### [PROBLEM STATEMENT]
Pick out every line in the records below that contains the string "positive", matching case exactly.

[Collected data entries]
________
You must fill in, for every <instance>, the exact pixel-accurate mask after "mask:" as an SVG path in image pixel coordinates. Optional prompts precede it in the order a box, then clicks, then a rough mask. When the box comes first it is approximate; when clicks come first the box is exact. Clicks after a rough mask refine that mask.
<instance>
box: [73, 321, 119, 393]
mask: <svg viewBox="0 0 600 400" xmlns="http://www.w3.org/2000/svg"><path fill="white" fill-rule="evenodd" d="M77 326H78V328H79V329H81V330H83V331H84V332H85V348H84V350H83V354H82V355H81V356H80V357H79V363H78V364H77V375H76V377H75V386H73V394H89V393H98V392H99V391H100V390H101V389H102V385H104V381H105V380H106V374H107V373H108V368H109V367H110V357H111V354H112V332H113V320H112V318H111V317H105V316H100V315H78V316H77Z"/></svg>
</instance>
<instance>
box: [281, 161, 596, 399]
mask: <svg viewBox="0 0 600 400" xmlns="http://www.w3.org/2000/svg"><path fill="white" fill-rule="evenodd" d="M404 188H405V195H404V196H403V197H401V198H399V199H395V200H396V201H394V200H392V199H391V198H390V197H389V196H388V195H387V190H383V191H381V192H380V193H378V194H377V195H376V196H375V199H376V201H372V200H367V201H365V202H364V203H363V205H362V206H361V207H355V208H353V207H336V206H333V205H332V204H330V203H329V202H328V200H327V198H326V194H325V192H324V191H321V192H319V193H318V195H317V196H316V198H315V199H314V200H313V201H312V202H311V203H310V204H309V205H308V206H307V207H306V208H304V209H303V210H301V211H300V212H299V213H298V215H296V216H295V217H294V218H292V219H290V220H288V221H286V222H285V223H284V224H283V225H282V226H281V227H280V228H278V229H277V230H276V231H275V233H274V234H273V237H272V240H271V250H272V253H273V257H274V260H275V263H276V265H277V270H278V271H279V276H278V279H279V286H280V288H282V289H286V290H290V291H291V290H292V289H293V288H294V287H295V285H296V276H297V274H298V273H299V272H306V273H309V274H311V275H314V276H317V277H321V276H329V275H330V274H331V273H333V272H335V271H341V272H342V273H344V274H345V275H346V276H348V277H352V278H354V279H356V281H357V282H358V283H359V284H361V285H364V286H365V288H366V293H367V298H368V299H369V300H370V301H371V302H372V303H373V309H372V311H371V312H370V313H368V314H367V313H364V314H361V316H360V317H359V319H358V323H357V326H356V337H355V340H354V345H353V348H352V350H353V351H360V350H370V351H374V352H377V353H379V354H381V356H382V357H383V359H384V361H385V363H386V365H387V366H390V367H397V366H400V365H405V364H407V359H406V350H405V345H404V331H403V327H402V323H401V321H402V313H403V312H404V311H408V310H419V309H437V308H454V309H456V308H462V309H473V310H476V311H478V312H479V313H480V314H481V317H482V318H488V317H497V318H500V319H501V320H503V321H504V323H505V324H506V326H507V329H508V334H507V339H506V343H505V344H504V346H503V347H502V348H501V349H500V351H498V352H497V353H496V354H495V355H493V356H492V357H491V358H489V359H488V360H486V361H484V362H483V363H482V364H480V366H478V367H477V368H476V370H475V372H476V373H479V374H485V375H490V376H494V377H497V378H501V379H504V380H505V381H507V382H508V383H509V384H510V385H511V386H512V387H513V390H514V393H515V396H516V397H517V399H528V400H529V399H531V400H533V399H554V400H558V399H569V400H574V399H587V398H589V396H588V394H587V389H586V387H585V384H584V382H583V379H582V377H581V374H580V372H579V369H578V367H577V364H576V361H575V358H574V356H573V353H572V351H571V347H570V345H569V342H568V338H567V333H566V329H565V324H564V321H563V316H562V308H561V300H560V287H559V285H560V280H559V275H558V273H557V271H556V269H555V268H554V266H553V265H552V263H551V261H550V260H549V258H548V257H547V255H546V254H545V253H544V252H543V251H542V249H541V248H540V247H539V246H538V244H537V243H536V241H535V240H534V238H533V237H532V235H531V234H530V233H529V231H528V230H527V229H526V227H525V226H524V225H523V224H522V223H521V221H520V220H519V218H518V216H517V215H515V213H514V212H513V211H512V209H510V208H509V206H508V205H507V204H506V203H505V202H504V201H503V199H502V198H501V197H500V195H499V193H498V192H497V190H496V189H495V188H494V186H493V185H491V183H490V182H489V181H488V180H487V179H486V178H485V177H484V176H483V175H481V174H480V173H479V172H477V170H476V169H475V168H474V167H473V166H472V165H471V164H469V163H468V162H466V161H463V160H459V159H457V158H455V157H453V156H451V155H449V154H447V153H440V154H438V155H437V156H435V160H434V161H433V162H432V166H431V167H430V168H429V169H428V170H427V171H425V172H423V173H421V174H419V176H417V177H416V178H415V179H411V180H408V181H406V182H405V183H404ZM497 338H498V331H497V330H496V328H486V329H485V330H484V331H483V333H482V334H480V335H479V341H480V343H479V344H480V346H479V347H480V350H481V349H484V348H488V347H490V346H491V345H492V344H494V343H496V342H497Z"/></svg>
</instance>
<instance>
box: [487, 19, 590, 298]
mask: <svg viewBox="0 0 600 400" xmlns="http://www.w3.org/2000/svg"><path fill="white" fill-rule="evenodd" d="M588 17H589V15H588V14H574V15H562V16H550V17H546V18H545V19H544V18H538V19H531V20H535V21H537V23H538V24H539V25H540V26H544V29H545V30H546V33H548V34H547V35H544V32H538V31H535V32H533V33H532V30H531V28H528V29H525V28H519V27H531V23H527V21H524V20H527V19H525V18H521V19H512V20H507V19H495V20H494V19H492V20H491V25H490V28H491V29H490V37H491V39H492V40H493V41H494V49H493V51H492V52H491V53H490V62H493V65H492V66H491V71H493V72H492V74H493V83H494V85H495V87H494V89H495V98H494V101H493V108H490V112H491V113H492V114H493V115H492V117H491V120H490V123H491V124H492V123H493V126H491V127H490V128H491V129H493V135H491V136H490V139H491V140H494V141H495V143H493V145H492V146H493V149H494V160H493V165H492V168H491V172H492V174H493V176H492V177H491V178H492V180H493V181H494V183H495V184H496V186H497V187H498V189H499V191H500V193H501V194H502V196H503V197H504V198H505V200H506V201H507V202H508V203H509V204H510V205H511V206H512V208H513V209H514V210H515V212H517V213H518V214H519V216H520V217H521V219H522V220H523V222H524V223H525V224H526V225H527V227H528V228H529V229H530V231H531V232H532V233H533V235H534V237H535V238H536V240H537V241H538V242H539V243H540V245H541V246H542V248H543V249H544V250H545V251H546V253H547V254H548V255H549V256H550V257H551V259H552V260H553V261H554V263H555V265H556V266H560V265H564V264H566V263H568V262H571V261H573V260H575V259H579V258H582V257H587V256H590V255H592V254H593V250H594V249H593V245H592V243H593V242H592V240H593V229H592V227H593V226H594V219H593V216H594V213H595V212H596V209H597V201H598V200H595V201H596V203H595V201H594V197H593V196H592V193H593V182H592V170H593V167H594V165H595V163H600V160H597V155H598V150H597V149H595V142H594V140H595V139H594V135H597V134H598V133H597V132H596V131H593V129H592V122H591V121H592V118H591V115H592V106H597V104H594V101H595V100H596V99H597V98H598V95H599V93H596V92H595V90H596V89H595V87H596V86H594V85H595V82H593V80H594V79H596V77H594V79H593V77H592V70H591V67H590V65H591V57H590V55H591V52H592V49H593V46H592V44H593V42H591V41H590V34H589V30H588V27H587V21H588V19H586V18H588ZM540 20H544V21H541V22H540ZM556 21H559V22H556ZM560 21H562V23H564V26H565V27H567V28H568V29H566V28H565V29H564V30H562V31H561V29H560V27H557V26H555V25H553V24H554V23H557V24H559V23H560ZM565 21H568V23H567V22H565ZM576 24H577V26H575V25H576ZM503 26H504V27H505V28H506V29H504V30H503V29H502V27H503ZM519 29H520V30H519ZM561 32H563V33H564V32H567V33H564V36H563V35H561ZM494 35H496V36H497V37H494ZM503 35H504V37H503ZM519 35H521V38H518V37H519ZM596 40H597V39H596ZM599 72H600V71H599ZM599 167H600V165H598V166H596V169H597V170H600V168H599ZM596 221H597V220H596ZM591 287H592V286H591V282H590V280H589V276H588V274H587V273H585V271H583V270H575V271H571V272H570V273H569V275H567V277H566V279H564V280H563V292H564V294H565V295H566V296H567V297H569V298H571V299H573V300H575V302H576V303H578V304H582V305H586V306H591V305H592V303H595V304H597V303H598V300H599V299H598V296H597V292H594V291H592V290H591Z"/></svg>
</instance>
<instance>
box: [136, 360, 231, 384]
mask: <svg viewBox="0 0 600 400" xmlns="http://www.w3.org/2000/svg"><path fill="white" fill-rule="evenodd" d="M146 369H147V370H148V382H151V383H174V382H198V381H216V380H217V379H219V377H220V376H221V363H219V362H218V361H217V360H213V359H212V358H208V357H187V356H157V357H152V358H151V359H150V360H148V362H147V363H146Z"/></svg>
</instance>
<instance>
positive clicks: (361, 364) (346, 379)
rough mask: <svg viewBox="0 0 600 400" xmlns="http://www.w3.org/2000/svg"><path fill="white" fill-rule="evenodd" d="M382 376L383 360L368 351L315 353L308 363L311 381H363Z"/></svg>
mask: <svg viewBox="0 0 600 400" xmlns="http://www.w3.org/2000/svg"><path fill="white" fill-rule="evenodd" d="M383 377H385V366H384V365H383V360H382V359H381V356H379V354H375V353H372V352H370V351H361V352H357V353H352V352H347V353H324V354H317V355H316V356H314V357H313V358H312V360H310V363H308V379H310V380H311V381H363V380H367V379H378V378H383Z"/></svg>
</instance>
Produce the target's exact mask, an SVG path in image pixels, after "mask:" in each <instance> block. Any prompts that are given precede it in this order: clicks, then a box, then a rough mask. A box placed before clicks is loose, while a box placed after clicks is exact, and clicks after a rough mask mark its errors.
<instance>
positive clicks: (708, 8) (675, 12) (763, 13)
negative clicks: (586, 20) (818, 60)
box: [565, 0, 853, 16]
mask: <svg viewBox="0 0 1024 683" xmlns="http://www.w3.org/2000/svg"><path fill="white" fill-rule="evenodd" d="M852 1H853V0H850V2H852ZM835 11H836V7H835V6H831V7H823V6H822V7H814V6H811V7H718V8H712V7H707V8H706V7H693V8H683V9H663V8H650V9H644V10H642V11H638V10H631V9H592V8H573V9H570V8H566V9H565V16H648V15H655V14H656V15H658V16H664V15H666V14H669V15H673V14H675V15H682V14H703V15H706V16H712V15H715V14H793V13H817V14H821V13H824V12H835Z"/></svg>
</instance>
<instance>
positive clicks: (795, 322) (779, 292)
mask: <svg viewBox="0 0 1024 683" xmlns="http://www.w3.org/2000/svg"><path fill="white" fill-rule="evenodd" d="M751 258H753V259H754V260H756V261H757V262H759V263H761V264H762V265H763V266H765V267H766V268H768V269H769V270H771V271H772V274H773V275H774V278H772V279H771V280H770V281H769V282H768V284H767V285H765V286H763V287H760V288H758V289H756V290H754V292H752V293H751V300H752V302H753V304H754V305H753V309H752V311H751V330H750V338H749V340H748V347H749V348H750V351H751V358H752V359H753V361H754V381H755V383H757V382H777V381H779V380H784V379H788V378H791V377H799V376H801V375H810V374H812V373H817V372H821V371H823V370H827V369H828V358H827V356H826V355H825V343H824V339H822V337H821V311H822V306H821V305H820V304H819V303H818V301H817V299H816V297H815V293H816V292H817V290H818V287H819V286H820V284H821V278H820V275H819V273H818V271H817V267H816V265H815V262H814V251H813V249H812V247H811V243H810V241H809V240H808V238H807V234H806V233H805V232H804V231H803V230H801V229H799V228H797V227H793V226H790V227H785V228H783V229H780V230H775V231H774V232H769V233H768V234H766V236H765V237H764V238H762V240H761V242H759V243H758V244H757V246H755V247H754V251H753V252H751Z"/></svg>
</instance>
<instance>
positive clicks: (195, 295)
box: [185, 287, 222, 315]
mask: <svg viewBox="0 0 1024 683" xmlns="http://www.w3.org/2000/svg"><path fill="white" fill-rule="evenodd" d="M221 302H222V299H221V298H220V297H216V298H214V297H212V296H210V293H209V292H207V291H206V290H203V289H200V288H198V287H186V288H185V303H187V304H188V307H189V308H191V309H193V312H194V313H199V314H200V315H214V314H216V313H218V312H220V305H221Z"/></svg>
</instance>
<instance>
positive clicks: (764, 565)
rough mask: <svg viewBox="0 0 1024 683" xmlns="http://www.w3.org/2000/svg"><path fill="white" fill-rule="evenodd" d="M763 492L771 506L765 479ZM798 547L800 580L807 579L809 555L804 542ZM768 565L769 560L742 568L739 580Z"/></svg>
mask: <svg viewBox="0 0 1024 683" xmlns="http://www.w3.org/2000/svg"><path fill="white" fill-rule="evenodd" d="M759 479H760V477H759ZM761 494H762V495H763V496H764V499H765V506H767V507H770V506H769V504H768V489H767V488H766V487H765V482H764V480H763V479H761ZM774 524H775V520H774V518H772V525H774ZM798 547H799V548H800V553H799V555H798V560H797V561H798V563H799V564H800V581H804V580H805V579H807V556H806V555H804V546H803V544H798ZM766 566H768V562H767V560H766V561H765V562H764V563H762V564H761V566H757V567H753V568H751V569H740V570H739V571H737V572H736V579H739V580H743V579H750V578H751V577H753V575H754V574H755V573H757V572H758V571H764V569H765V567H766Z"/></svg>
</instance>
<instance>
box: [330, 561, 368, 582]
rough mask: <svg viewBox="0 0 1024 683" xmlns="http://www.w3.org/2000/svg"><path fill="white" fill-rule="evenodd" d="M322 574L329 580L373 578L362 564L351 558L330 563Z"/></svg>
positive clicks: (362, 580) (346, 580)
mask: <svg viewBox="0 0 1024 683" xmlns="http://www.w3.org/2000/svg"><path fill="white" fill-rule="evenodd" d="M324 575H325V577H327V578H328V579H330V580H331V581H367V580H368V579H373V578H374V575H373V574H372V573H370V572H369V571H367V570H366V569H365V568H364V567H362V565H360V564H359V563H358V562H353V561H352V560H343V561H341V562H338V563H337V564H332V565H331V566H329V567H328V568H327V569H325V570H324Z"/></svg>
________
### [SOLUTION FOR THIS EXERCISE]
positive clicks: (361, 364) (346, 379)
positive clicks: (708, 8) (675, 12) (763, 13)
positive clicks: (795, 322) (779, 292)
positive clicks: (195, 295)
positive clicks: (764, 565)
positive clicks: (362, 580) (346, 580)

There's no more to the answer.